═════ SOURCE DOCUMENT

Case ID: f-supp-2d_237/html/0001-01.html
Source: Caselaw Access Project
Author: {"author": "JACKSON, District Judge.", "license": "Public Domain", "url": "https://static.case.law/"}
Date Created: 2024-08-24T03:29:51.129683

UNITED STATES of America v. Gary PRICE Defendant.
    No. CR. 99-348(TPJ).
    United States District Court, District of Columbia.
    Dec. 17, 2002.
    
      Paul Lawrence Knight, Washington, DC, for Gary Price.
    Peter Robert Zeidenberg, Anjali Cha-turvedi, U.S. Attorney’s Office, Washington, DC, for U.S.
   MEMORANDUM AND ORDER

JACKSON, District Judge.

The defendant Gary Price is currently before the Court for sentencing following his conviction by a jury in July, 2001, for conspiracy to possess and distribute marijuana.

I.

The Court accepts the findings and conclusions presented in the Presentence Investigation Report, as revised February 20, 2002, including the report writer’s calculation of the Total Offense Level of 37, Criminal History Category of VI, and thus a Guideline Sentencing Range of 360 months to life imprisonment.

The Court rejects the contention that Price’s criminal history category significantly over-represents that history. Price, aged 33 when arrested on this charge, had an extensive criminal record dating from his juvenile years, including the two prior drug distribution convictions as an adult that compel his designation as a career offender under U.S.S.G. § 4B1.1. Moreover, the evidence at trial demonstrated clearly that Price is a career criminal. He was shown to have been a regular among the K Street drug dealers more or less continuously from the early 1990s on.

The Court also rejects any suggestion of an improper “manipulation” of the indictment by the government. In the indictment the grand jury dated the inception of the K Street conspiracy as of 1988. Thus, Price’s 1987 felony drug convictions stood as prior offenses, to be counted as such for sentencing purposes if he were convicted, whether he pled to the indictment, were tried alone or with his original two co-defendants, or, as ultimately came to pass, joined as one of many defendants in the principal K Street Crew case. Finally, the Court concludes that all findings as to drug quantities necessary to conviction and sentencing were made by the jury in conjunction with its verdict; any additional findings by the Court would be superfluous in light of Price’s status as a career offender.

══════════
═════ RECORD EXCERPTS

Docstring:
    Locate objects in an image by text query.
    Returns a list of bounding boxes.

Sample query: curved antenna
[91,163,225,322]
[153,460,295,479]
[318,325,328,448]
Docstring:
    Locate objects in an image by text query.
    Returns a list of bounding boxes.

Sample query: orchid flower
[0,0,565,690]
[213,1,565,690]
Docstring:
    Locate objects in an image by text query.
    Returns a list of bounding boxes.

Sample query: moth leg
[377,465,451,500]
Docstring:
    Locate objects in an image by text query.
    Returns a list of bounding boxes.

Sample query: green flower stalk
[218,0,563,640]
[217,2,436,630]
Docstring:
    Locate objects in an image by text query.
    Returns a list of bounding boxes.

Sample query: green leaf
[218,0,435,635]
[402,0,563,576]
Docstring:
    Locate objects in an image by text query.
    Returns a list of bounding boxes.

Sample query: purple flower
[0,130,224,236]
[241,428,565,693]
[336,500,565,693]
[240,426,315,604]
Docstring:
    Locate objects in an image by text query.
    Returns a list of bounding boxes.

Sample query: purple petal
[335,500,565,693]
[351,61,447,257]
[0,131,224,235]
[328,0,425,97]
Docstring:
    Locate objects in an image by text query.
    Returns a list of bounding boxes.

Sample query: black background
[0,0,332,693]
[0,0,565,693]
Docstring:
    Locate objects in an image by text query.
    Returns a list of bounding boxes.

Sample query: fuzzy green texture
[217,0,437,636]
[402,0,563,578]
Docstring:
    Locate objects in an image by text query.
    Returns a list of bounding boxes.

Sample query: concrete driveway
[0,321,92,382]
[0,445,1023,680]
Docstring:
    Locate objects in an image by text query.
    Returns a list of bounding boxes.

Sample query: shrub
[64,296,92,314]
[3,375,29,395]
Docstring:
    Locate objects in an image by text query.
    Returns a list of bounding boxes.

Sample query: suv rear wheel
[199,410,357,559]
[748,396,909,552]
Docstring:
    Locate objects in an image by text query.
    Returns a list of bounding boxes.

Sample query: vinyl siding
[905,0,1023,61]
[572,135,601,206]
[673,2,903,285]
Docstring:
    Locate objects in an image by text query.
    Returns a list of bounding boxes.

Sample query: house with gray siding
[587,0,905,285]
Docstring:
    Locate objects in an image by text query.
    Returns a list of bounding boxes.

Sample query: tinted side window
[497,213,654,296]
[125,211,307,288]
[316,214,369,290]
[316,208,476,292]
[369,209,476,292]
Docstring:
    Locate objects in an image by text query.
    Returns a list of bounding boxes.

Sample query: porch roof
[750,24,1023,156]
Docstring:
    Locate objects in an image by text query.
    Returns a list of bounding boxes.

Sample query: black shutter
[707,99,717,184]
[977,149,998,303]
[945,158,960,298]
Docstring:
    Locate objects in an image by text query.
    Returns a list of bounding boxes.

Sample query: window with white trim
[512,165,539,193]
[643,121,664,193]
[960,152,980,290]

══════════

▶ TASKS TO CARRY OUT:
A: Using the memorandum, decide whether each statement holds: (i) Price was convicted by a jury in July 2001; (ii) the Court agrees that Price's criminal history category significantly over-represents that history; (iii) the grand jury dated the start of the K Street conspiracy to 1987. For each, answer yes or no and quote the words that settle it.
B: Return the passage of the memorandum word for word, starting with "Case ID: f-supp-2d_237/html/0001-01.html" and going on through "No. CR. 99-348(TPJ).".
C: What Guideline Sentencing Range does the memorandum give for Price?
The entries come from a different source than the memorandum.

▶ ANSWERS TO THE EXERCISE:
A:
(i) Yes: "following his conviction by a jury in July, 2001"
(ii) No: "The Court rejects the contention that Price’s criminal history category significantly over-represents that history."
(iii) No: "In the indictment the grand jury dated the inception of the K Street conspiracy as of 1988."

B:
Case ID: f-supp-2d_237/html/0001-01.html
Source: Caselaw Access Project
Author: {"author": "JACKSON, District Judge.", "license": "Public Domain", "url": "https://static.case.law/"}
Date Created: 2024-08-24T03:29:51.129683

UNITED STATES of America v. Gary PRICE Defendant.
    No. CR. 99-348(TPJ).

C: 360 months to life imprisonment.